◆ TASK INSTRUCTIONS
1. Reproduce the section of the blog post on cryptids starting at "But even then, it" and ending at "tours or whatever?".
2. According to the blog post on cryptids, which were the first two cryptids the writer learned about?

◆ READING TEXT

········

Tuesday, August 19, 2014

Cryptic Critters

Have you seen Bigfoot?
Do you know someone who has?
Do you wonder if he really exists?
Do you wonder how it is possible that the legend of Bigfoot persists year after year after year...DINGDINGDINGDINGDING!  We have a winner!

For today's blog subject, I salute Christi Coker, who controls (the topic of) my blog today, thanks to her generous donation to my Habitat for Humanity build in Poland. Christi wants to delve into the fascinating world of cryptids.

Cryptids. I just don't get it. The first two I learned about were undoubtedly Bigfoot and the Loch Ness Monster. As a child, I would often read books my sister had read, sometimes at her prodding, and then follow up with her, seeking answers that she, in her wisdom and experience (a whole two-and-a-half years ahead of me) could surely provide. I remember doing this with Bigfoot. I think we wanted to believe. We dutifully read whatever children's paperback we had come across, with its "photos" (mostly of the Pacific Northwest forest, with a blur superimposed) and breathless anecdotes, and then we probably set about making some plan in which we, the intrepid Napikoski sisters, would travel to the wilderness and discover Bigfoot for ourselves.  Then I read about the Loch Ness monster. This was fun, because I had a pen-pal in Scotland, so I felt connected to the mystery, and I was eager to accept the pictures that showed, well, nothing much as so much evidence.

But even then, it occurred to me: if people have been reporting Bigfoot and Loch Ness sightings for years, and years, and years....even if they were real...wouldn't they have just died by now? Discrediting the later versions of the stories as impossible, temporally, made it that much easier to reject all the stories. Ahhh, I know, this is where the sightings of baby Nessies come in. They reproduce! They're real and they perpetuate themselves! Uh-huh. Sure, there's a whole family of these monsters living in Loch Ness, and yet they just never seem to reproduce to any sizable numbers, now do they? Why is all the talk about the Loch Ness monster, until somebody remembers that it needs to reproduce in order for them to keep making money off of selling t-shirts or tours or whatever?

Now, I enjoy a Jersey Devil The X-Files episode as much as the next gal, but come on, folks. Why are you so eager to perpetuate these myths? I think some people think, well, why would someone make it up? Beyond the incredibly obvious answers of attention and money-making potential, not to mention being delusional, I don't think that question is really a dealbreaker. First of all, well, why do humans make up stories about Santa Claus and the Easter Bunny? Or Dracula and Frankenstein's monster? Or about Zeus and Poseidon?  Or about mankind being created from a spider's web/bear/sun/heavenly personage? Because we tell ourselves stories! And they often involve mythical beings! Secondly, why do humans do any of the weird crap that they do? They routinely shoot each other, or watch hours and hours of reality television, or eat larvae, or go to tanning salons, or any number of totally bizarre actions. It's just kind of how our species is. We fill our days with really weird moments. That doesn't make a random made-up story true.

········

◆ LISTING

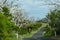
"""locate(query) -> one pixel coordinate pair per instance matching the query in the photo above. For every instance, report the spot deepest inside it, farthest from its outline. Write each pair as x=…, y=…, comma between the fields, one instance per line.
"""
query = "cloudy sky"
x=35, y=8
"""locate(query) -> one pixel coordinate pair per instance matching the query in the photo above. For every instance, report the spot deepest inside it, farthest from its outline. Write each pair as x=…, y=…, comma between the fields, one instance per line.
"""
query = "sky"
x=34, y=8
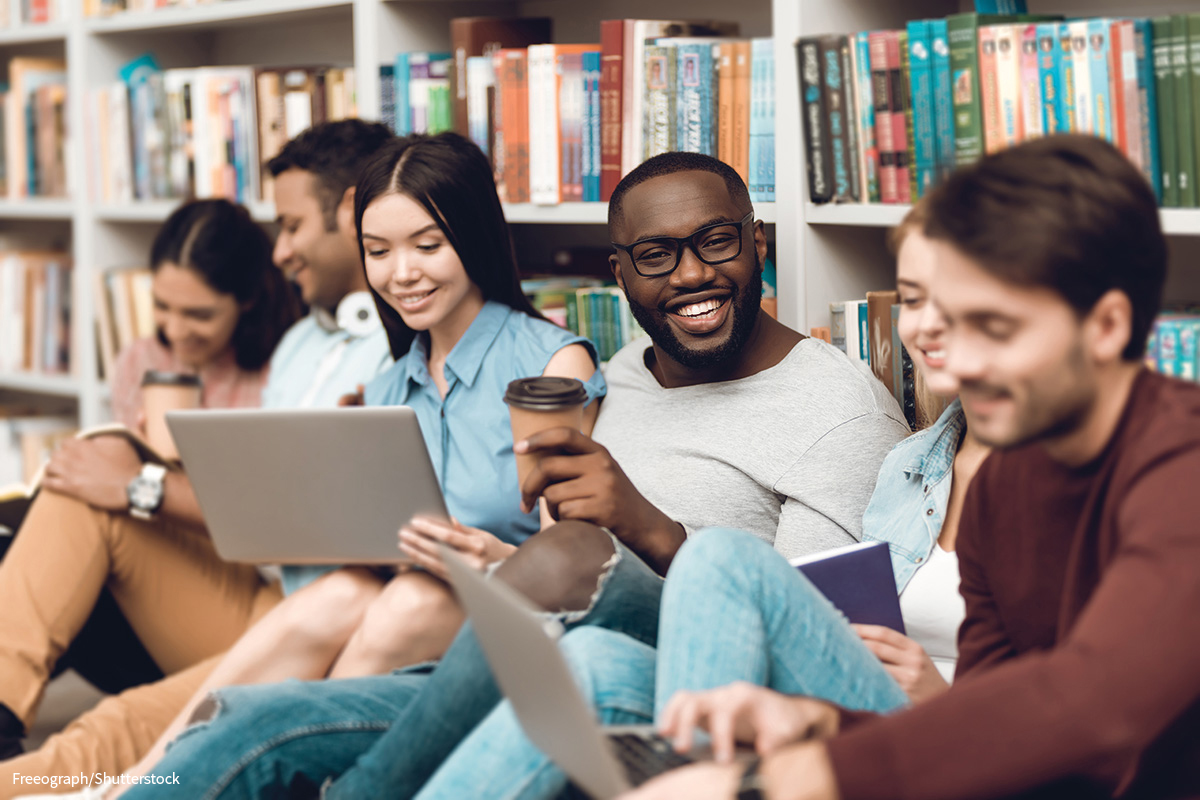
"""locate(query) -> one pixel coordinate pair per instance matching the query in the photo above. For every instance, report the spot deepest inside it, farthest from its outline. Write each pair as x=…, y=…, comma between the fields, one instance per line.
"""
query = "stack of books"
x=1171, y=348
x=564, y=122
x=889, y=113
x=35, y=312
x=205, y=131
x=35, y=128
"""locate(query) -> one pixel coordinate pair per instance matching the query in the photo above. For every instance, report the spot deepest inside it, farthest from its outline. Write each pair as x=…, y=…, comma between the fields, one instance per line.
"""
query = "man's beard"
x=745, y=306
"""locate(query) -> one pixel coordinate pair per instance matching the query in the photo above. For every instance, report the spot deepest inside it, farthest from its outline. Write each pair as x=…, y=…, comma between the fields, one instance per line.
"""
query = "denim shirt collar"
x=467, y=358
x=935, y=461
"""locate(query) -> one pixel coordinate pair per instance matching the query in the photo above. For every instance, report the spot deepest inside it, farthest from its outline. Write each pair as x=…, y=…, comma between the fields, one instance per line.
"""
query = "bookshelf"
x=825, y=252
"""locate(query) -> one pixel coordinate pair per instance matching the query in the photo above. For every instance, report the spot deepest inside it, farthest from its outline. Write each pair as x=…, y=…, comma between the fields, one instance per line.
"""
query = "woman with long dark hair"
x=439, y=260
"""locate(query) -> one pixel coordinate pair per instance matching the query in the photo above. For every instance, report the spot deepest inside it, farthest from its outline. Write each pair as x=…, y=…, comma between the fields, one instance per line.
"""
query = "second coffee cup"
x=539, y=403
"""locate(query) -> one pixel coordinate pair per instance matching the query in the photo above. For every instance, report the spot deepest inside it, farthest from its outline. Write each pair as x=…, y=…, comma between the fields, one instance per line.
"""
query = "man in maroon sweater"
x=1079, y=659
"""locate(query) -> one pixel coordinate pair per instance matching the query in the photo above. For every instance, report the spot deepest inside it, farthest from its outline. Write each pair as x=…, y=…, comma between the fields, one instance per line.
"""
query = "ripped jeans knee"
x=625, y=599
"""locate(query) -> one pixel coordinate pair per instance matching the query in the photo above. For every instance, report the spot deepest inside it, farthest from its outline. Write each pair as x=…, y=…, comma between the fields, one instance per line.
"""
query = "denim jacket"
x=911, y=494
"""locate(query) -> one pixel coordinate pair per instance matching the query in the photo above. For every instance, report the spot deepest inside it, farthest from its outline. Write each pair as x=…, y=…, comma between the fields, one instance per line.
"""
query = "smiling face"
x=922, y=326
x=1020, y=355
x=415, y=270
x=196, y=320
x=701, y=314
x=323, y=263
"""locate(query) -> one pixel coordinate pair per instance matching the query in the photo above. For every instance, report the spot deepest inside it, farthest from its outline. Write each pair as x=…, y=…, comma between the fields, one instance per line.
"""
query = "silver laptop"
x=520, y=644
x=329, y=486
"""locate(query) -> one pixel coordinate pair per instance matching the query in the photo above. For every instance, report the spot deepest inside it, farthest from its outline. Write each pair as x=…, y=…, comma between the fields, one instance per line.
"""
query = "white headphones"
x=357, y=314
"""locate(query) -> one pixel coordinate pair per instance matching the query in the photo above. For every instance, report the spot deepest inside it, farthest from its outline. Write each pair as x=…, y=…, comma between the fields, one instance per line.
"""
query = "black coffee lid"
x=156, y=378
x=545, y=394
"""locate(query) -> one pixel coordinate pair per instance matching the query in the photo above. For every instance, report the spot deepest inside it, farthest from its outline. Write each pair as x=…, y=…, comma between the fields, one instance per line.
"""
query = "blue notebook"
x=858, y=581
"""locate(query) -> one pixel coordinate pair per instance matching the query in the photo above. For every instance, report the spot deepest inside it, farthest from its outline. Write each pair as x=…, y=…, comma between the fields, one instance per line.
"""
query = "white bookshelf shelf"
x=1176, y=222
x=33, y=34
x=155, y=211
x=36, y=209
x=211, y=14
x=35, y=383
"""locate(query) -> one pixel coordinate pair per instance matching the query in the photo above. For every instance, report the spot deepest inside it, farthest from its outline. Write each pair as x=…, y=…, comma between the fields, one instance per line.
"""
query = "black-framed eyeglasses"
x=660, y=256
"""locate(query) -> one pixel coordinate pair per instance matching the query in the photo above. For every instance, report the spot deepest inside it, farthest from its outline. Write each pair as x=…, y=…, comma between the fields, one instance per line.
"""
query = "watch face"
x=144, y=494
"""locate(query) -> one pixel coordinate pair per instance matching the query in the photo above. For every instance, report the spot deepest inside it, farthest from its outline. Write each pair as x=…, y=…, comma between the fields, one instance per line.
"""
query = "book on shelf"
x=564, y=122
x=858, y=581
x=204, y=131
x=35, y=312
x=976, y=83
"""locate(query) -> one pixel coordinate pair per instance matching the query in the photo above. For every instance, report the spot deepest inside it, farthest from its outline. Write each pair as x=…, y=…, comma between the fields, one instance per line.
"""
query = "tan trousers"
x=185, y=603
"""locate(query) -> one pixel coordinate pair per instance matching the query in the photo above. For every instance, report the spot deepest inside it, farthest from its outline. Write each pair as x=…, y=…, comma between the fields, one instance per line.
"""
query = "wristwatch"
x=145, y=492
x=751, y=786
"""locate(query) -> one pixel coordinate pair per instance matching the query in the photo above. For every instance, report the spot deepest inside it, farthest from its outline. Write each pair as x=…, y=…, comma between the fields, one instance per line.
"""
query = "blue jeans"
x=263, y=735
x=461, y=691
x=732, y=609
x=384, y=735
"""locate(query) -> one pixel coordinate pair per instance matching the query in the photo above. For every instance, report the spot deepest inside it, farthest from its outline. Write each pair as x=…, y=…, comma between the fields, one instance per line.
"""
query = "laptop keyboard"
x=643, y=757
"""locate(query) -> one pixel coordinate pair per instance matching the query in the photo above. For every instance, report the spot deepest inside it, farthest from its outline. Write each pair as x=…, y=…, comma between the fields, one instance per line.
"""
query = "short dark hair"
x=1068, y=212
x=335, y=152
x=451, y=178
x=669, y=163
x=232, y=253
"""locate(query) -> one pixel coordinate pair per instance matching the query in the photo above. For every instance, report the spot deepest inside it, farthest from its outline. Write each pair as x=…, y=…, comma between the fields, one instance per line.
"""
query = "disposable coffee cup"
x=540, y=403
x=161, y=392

········

◆ TASK ANSWERS
1.
But even then, it occurred to me: if people have been reporting Bigfoot and Loch Ness sightings for years, and years, and years....even if they were real...wouldn't they have just died by now? Discrediting the later versions of the stories as impossible, temporally, made it that much easier to reject all the stories. Ahhh, I know, this is where the sightings of baby Nessies come in. They reproduce! They're real and they perpetuate themselves! Uh-huh. Sure, there's a whole family of these monsters living in Loch Ness, and yet they just never seem to reproduce to any sizable numbers, now do they? Why is all the talk about the Loch Ness monster, until somebody remembers that it needs to reproduce in order for them to keep making money off of selling t-shirts or tours or whatever?

2. Bigfoot and the Loch Ness Monster.